_WORK ORDER_: Each line from the material with the word "kindly" in it must be copied.

[INFORMATION SHOWN Boundary: Start]

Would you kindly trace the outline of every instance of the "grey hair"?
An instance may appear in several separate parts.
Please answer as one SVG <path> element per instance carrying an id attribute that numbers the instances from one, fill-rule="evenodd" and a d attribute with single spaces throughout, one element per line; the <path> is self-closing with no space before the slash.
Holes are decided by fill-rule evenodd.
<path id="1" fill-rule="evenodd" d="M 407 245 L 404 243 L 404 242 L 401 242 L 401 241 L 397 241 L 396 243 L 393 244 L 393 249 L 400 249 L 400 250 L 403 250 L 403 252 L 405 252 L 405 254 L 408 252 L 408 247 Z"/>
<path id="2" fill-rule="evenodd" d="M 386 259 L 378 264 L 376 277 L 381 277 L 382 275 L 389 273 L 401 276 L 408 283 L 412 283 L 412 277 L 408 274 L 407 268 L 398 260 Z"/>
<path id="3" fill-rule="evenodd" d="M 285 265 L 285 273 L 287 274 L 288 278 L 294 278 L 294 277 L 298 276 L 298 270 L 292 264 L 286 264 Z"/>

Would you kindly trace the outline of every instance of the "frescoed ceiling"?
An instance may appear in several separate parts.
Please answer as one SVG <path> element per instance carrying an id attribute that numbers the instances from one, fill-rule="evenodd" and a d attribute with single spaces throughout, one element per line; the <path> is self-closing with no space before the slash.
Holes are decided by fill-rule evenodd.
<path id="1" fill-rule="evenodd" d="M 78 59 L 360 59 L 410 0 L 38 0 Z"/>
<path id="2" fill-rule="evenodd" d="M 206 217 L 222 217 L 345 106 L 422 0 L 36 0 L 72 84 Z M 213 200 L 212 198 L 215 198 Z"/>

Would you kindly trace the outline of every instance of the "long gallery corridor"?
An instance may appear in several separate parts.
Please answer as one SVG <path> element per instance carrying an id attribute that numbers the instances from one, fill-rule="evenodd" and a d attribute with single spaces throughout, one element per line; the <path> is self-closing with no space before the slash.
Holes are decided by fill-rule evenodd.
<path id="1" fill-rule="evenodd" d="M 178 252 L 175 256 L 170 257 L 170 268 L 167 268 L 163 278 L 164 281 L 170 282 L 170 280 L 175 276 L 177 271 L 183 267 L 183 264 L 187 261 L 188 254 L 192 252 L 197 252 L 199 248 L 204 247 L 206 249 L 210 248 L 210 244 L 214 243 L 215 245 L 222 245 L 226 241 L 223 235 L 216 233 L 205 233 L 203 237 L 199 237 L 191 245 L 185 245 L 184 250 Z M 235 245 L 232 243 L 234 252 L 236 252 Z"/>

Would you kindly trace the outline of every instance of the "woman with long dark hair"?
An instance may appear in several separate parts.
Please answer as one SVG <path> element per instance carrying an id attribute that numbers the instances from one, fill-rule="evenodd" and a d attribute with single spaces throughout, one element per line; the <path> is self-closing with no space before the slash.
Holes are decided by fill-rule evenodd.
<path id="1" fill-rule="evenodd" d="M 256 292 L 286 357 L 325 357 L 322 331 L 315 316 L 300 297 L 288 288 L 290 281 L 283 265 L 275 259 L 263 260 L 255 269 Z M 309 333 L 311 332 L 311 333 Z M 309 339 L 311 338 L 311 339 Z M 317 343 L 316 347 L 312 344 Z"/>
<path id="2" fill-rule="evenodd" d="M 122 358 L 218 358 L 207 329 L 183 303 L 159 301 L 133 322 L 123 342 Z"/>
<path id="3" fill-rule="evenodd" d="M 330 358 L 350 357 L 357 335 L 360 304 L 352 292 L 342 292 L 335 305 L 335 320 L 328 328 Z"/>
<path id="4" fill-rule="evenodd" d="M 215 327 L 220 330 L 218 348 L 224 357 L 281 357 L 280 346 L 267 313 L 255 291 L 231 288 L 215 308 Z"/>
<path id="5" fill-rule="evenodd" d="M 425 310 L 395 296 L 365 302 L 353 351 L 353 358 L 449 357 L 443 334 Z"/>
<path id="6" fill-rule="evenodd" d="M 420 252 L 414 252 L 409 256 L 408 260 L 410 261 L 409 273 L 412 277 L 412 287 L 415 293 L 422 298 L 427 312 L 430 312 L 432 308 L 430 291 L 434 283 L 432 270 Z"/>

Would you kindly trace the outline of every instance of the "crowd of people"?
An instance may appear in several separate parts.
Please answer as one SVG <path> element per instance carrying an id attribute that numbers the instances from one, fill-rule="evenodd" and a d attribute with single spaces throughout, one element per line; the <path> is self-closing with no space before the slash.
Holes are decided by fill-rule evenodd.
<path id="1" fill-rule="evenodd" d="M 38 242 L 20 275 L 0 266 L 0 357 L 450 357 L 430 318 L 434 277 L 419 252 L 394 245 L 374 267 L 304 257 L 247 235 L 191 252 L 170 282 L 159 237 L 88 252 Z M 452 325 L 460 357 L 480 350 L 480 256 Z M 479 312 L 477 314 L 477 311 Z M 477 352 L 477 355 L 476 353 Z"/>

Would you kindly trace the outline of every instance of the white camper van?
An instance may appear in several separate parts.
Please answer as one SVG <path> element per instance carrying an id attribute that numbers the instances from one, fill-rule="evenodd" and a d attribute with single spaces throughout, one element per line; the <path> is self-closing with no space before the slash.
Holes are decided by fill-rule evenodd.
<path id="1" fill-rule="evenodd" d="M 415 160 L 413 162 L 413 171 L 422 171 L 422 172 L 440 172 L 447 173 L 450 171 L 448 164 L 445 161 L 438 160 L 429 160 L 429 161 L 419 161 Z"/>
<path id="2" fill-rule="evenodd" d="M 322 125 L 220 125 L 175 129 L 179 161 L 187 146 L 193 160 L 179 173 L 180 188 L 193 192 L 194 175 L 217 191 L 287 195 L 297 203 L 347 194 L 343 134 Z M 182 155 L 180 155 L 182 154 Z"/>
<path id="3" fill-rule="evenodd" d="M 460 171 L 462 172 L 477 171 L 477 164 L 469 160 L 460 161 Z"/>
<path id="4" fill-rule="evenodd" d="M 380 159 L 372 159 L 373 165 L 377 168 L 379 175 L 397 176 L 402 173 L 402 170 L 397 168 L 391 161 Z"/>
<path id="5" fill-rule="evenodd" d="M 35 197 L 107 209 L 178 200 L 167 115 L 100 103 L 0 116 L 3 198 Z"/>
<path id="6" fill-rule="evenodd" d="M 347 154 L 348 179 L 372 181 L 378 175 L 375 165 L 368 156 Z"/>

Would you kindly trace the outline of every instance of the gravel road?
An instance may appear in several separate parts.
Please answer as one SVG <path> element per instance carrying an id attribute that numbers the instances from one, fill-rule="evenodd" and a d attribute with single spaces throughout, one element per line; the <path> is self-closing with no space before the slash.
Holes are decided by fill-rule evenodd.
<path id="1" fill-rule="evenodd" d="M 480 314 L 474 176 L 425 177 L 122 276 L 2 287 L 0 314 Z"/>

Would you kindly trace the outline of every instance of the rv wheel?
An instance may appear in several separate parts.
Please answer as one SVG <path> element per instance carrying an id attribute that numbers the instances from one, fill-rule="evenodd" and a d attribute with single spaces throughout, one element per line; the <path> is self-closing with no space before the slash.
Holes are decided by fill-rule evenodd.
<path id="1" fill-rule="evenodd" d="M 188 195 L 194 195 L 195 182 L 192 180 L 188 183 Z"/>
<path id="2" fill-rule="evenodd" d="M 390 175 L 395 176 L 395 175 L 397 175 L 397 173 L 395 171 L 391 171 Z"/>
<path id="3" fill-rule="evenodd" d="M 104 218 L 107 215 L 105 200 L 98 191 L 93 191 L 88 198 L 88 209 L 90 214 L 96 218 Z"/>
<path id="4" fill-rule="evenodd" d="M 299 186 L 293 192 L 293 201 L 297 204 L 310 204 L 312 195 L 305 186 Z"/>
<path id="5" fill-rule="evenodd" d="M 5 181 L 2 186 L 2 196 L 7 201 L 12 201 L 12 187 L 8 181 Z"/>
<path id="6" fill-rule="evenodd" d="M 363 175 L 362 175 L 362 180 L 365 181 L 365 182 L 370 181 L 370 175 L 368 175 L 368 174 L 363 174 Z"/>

[INFORMATION SHOWN Boundary: End]

_ANSWER SPACE_:
Would you kindly trace the outline of every instance of the "grey hair"?
Would you kindly trace the outline of every instance of the "frescoed ceiling"?
Would you kindly trace the outline of every instance of the "long gallery corridor"?
Would you kindly trace the outline of every instance of the "woman with long dark hair"?
Would you kindly trace the outline of every instance of the "crowd of people"?
Would you kindly trace the outline of every instance of the white camper van?
Would you kindly trace the outline of every instance of the gravel road?
Would you kindly trace the outline of every instance of the rv wheel?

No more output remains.